ENUNCIADO DA TAREFA -
Responda às perguntas com base no trecho sobre fraudes bancárias.
1. Que cargo Rodrigo Gruppi ocupa?
2. Por quais meios os empréstimos consignados muitas vezes são contratados?
3. A quem deve caber o ônus de comprovar que a manifestação de vontade foi livre e consciente?

TRECHO FORNECIDO -

Na sequência, Rodrigo Gruppi, coordenador auxiliar do Grupo Especializado em Direitos da Pessoa Idosa e da Pessoa com Deficiência da Defensoria Pública do Estado de São Paulo, enumerou como principais fraudes bancárias a invasão do sistema por hackers; a obtenção de informações das vítimas mediante cliques em links ou outros mecanismos; e a extorsão após obtenção de acesso aos aplicativos de celulares roubados. Ele ressaltou a importância de se discutir a responsabilidade dos bancos nesses casos e medidas como o bloqueio imediato de determinadas operações para análise e a sua reversão durante eventual período de carência. Destacou ainda a facilidade com que são contratados os empréstimos consignados, muitas vezes por telefone ou por meio de inteligência artificial, contemplando pessoas com pouco conhecimento sobre o mundo virtual. “Se fiz uma manifestação de vontade que traz um vício de consentimento, porque não tinha todos os elementos para aderir ao contrato, isso não faz com que ele seja inválido?”, indagou, ponderando que o ônus de comprovar que a manifestação de vontade foi livre e consciente deve ser da instituição financeira, com a demonstração de que deixou claras as condições. E sugeriu o uso de mecanismos de redundância que possibilitem a ratificação da adesão ao contrato.

CONJUNTO DE DADOS -
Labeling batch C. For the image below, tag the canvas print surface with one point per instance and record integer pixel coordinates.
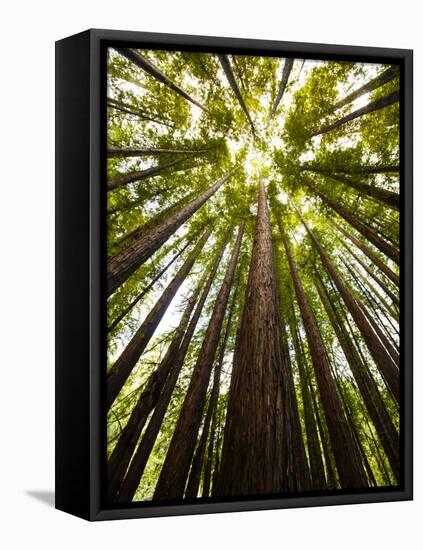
(252, 275)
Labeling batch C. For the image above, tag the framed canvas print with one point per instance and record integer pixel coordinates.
(234, 274)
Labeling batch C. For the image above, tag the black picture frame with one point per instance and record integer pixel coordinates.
(80, 268)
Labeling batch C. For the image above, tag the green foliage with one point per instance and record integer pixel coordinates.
(290, 159)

SOLUÇÃO DETALHADA -
1. Rodrigo Gruppi é coordenador auxiliar do Grupo Especializado em Direitos da Pessoa Idosa e da Pessoa com Deficiência da Defensoria Pública do Estado de São Paulo.
2. Os empréstimos consignados muitas vezes são contratados por telefone ou por meio de inteligência artificial.
3. Esse ônus deve caber à instituição financeira.